Extract to read:
* * * * * * *
Two 64-bit normalized mantissas both have bit 63 set, so their product is in [2^126, 2^128). The top 64 bits of the 128-bit product form the result mantissa, and the exponents add.

product128 = (128-bit)(a.mantissa × b.mantissa)
result_m   = product128[127:64]              // top 64 bits
result_e   = a.exponent + b.exponent + 1

if result_m[63] == 0:                        // product was in [2^126, 2^127)
    result_m <<= 1
    result_e  -= 1

The +1 in result_e accounts for the fixed-point scaling: each mantissa represents a value m × 2^(e−63), so the product is m1×m2 × 2^(e1+e2−126) = (m1×m2 >> 64) × 2^(e1+e2−62) = result_m × 2^(result_e−63) where result_e = e1+e2+1.

Division

The numerator mantissa is scaled up by 2^64 (128-bit shift) before dividing by the denominator mantissa, preserving 64 bits of quotient precision.

numerator128 = (128-bit)(a.mantissa) << 64
q128         = numerator128 / b.mantissa
result_e     = a.exponent − b.exponent − 1

if q128[64]:                                 // quotient ≥ 2^64 (when a == b)
    q128     >>= 1
    result_e  += 1
return normalize(result_sign, (uint64_t)q128, result_e)

The overflow check catches the case a.mantissa == b.mantissa, where the exact quotient is 2^64 (a 65-bit value). A single right-shift and exponent bump resolves it.

Comparison

Magnitude comparison compares exponent first (higher exponent = larger value for equal-sign normals), then mantissa if exponents are equal. Because both mantissas are normalized with bit 63 set, this is a direct integer comparison.

Full comparison (operator<) logic:

  • NaN: always return false
  • ±0 equal to each other
  • Different signs: negative is smaller
  • Same sign, both infinite: equal
  • Same sign, one infinite: +inf > anything, -inf < anything
  • Same sign, both normal: compare magnitudes; for negatives, larger magnitude = smaller value

operator<= and operator>= include explicit NaN guards because their naive implementations (!(rhs < *this) and !(*this < rhs)) would return true for NaN operands — a bug that was caught and fixed during testing.


Hardware Model — FloatNum_hw

The hardware model is a direct translation of the software model into Catapult HLS-synthesizable C++. All prohibited constructs are replaced; the original FloatNum files are unchanged.
* * * * * * *
Information shown:
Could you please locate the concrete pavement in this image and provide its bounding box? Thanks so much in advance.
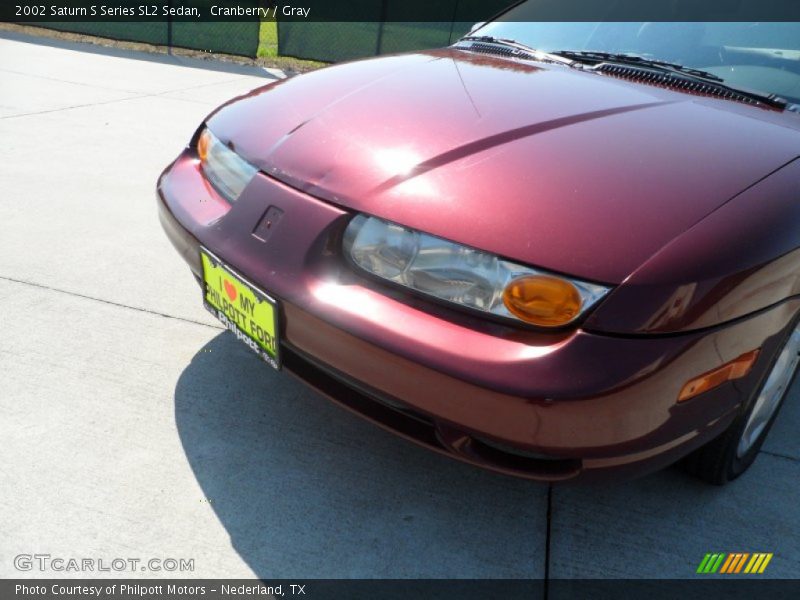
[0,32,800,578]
* * * * * * *
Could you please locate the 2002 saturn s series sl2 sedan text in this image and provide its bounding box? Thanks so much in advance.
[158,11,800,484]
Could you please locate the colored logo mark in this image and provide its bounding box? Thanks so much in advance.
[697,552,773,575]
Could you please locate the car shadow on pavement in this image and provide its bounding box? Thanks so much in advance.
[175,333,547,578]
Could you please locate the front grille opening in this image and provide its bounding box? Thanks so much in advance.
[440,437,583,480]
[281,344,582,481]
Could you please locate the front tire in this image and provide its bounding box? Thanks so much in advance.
* * * * * * *
Task requirements:
Set down the part of the mantissa arithmetic text starting with "The overflow check" and going on through "bump resolves it.", word for word. Rely on the mantissa arithmetic text and nothing else.

Final result:
The overflow check catches the case a.mantissa == b.mantissa, where the exact quotient is 2^64 (a 65-bit value). A single right-shift and exponent bump resolves it.